** START **
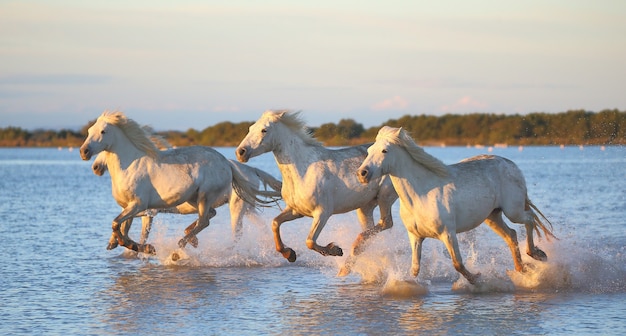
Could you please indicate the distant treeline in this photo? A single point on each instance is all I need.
(579, 127)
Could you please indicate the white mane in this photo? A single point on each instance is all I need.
(401, 138)
(294, 122)
(135, 133)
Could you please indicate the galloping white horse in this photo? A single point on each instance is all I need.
(438, 201)
(317, 181)
(237, 206)
(144, 177)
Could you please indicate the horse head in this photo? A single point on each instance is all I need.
(378, 153)
(260, 136)
(99, 165)
(99, 138)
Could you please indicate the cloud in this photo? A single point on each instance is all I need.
(54, 79)
(393, 103)
(465, 104)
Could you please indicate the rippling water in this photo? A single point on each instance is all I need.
(58, 277)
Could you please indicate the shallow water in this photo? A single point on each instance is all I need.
(58, 276)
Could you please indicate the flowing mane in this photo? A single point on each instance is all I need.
(294, 122)
(135, 133)
(401, 138)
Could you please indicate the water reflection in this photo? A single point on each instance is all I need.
(145, 297)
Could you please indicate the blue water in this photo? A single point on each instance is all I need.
(58, 277)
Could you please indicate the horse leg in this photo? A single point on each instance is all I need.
(527, 217)
(124, 228)
(238, 208)
(497, 224)
(146, 226)
(191, 237)
(205, 213)
(285, 216)
(318, 224)
(531, 249)
(416, 253)
(193, 240)
(452, 244)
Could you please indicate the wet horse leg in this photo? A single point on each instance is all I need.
(193, 239)
(452, 244)
(497, 224)
(124, 228)
(287, 215)
(122, 238)
(319, 221)
(146, 226)
(531, 249)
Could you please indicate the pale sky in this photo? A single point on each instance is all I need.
(184, 64)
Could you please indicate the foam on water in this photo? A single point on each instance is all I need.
(386, 261)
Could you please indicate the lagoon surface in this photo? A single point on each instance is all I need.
(58, 277)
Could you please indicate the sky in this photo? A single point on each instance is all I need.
(184, 64)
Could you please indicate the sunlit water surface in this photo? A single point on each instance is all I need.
(58, 277)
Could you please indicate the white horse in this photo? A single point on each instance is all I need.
(237, 206)
(317, 182)
(144, 177)
(438, 201)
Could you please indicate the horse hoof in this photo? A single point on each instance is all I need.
(538, 254)
(149, 249)
(289, 254)
(334, 250)
(194, 241)
(344, 271)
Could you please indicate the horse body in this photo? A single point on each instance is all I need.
(439, 201)
(238, 207)
(145, 177)
(317, 182)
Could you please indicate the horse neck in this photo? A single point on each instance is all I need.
(121, 155)
(293, 154)
(410, 177)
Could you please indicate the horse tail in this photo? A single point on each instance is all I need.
(249, 192)
(538, 223)
(268, 180)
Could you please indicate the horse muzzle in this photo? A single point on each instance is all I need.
(363, 175)
(243, 155)
(98, 169)
(85, 153)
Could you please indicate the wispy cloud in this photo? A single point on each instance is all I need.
(54, 79)
(393, 103)
(465, 104)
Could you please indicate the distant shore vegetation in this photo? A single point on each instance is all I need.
(577, 127)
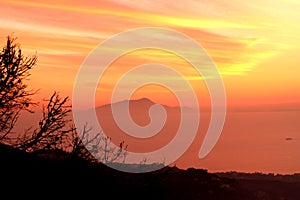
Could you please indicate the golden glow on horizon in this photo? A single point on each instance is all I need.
(238, 35)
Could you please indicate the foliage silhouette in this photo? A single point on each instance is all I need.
(14, 94)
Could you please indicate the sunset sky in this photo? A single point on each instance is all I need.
(254, 44)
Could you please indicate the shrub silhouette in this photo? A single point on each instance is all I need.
(14, 94)
(56, 130)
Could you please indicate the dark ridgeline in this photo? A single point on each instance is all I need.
(51, 161)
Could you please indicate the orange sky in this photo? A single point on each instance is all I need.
(254, 44)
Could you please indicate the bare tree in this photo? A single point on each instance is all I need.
(54, 128)
(14, 95)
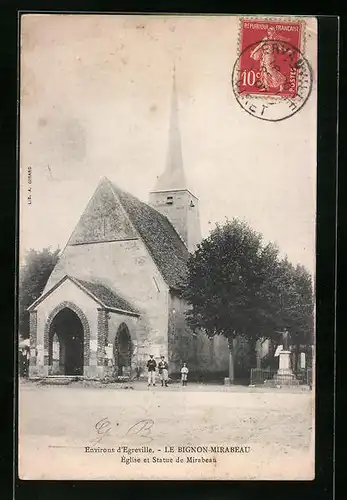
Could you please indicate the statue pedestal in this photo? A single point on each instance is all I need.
(285, 375)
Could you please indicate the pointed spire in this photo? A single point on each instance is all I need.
(173, 177)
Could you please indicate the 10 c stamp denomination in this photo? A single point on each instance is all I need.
(271, 78)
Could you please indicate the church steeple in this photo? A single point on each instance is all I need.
(173, 176)
(171, 197)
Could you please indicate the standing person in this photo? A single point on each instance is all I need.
(184, 374)
(163, 371)
(151, 366)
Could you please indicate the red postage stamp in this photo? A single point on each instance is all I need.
(269, 56)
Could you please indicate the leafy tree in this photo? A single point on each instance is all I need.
(33, 276)
(230, 286)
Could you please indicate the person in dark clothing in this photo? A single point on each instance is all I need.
(163, 368)
(151, 367)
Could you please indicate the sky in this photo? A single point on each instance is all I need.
(95, 101)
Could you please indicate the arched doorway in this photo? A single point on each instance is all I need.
(123, 351)
(66, 344)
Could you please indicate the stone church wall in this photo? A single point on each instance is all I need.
(68, 293)
(203, 356)
(128, 269)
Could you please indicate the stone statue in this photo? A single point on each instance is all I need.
(285, 340)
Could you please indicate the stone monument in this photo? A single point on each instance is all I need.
(285, 375)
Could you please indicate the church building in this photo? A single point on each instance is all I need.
(114, 296)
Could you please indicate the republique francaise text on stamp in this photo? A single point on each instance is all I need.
(271, 77)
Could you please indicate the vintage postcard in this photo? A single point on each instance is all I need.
(167, 247)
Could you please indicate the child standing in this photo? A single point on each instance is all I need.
(184, 374)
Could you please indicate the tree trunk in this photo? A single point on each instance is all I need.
(252, 352)
(231, 360)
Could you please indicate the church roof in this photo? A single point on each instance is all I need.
(161, 239)
(101, 293)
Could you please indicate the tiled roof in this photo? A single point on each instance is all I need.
(106, 296)
(165, 246)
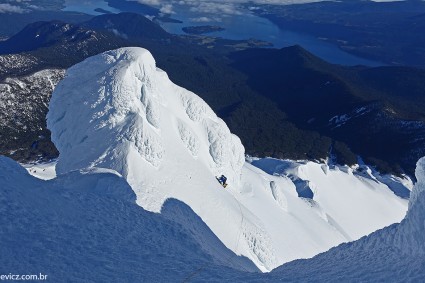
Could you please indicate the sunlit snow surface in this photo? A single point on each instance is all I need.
(132, 142)
(118, 111)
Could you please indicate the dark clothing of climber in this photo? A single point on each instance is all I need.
(222, 179)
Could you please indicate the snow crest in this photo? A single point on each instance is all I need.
(117, 111)
(120, 105)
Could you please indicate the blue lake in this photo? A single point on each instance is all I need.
(243, 26)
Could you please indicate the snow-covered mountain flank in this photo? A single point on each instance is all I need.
(117, 111)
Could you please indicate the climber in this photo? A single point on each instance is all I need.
(222, 180)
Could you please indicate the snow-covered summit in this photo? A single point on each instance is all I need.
(119, 112)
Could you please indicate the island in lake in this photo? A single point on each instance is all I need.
(202, 29)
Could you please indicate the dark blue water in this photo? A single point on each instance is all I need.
(244, 26)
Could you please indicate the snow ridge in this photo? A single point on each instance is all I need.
(117, 111)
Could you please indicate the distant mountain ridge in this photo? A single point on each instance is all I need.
(309, 114)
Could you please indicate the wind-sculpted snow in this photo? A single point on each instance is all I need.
(117, 111)
(122, 100)
(86, 227)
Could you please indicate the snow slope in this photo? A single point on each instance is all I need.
(118, 111)
(86, 227)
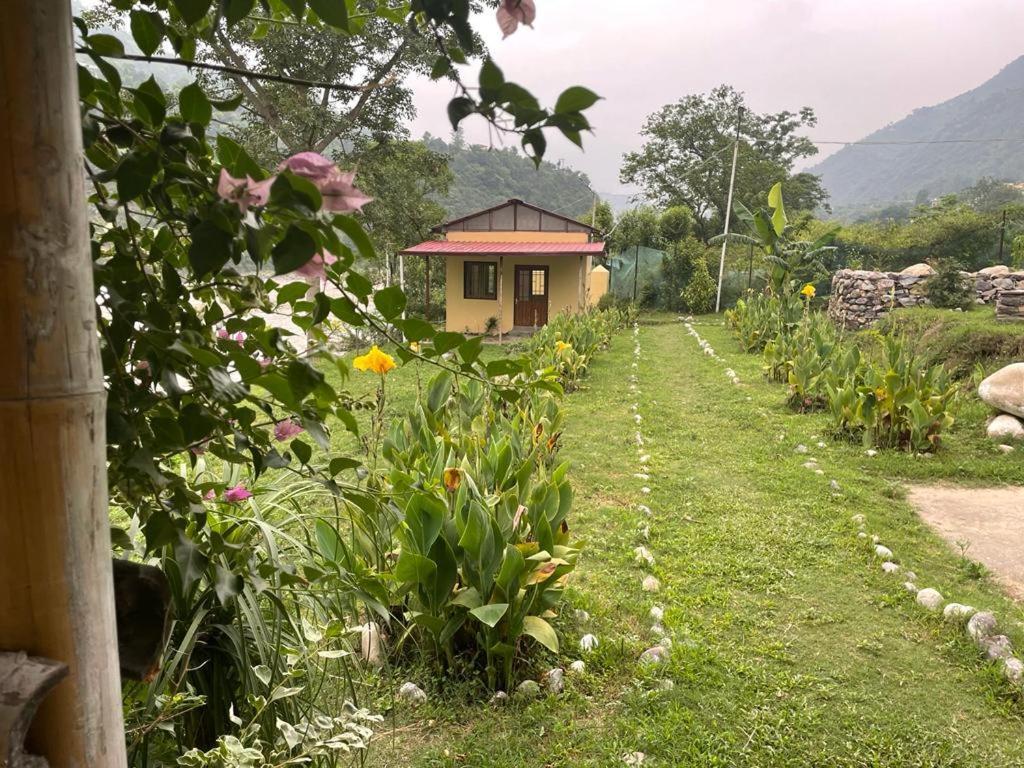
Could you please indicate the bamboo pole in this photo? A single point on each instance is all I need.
(56, 596)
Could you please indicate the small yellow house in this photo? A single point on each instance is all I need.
(516, 263)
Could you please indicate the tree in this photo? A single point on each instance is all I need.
(685, 159)
(698, 296)
(637, 226)
(676, 223)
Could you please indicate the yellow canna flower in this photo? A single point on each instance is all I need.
(453, 478)
(375, 359)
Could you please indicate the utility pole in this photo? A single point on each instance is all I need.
(1003, 233)
(636, 272)
(728, 213)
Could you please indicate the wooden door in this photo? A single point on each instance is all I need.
(530, 305)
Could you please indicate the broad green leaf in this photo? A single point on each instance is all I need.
(576, 98)
(489, 614)
(194, 104)
(541, 631)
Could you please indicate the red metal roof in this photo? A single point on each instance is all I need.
(456, 248)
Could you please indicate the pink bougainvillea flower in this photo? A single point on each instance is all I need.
(336, 186)
(513, 12)
(314, 267)
(244, 192)
(239, 494)
(285, 430)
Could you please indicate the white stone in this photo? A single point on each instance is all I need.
(654, 654)
(370, 644)
(528, 689)
(996, 646)
(919, 270)
(1013, 670)
(1004, 390)
(1005, 427)
(643, 556)
(412, 693)
(650, 584)
(981, 626)
(555, 680)
(957, 612)
(931, 599)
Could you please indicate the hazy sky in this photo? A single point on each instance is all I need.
(860, 64)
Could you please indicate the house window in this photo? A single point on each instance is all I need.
(480, 280)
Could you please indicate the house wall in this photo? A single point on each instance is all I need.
(470, 315)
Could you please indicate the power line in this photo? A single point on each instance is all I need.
(924, 141)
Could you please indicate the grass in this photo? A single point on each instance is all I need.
(791, 646)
** END **
* [Stated exercise]:
Turn the rows above into a numbered list, starting at the line that contains "Could you please indicate the tree in" and ending at the last line of the rows, and leave out any blank lines.

* [Problem solution]:
1. Could you please indicate the tree in this photo? A single point on each instance is all I need.
2. (685, 159)
3. (698, 296)
4. (637, 226)
5. (676, 223)
6. Could you please indicate the yellow canna flower in this photo? A single point on each instance is all I need.
7. (453, 478)
8. (375, 359)
9. Could you please indicate the utility pole in this photo? A single point on each instance is all I need.
10. (1003, 233)
11. (636, 272)
12. (728, 213)
13. Could you please indicate the wooden door in this photo? A single point on each instance is all I need.
14. (530, 305)
15. Could you please indicate the broad green leaf in this photo? A single point on each instance is all I need.
16. (576, 98)
17. (489, 614)
18. (194, 104)
19. (541, 631)
20. Could you please indicate the red metal roof in this photo? A single point on each instance is all I need.
21. (456, 248)
22. Could you please indicate the pink bougainvillea flower in this photo? A single point on each instance is all I need.
23. (336, 186)
24. (513, 12)
25. (314, 267)
26. (244, 192)
27. (239, 494)
28. (285, 430)
29. Could you please indicate the white stone in this photo? A single point on each instance is all I need.
30. (654, 654)
31. (370, 644)
32. (528, 689)
33. (996, 646)
34. (919, 270)
35. (1013, 670)
36. (1004, 390)
37. (1005, 427)
38. (643, 556)
39. (412, 693)
40. (650, 584)
41. (981, 626)
42. (555, 680)
43. (957, 612)
44. (931, 599)
45. Could you please indicate the hazy sky in this photo? A single point on each instance is all I need.
46. (860, 64)
47. Could you please indicate the house window in this photo? A single point on each instance is all I need.
48. (480, 280)
49. Could you please indicate the house wall in this photo? A single point on each instance is all I need.
50. (470, 315)
51. Could you please indicate the power line in this photo? A single point on each instance is all I need.
52. (924, 141)
53. Could you please indicate the grass in this photo? A single point on each instance is all I need.
54. (791, 646)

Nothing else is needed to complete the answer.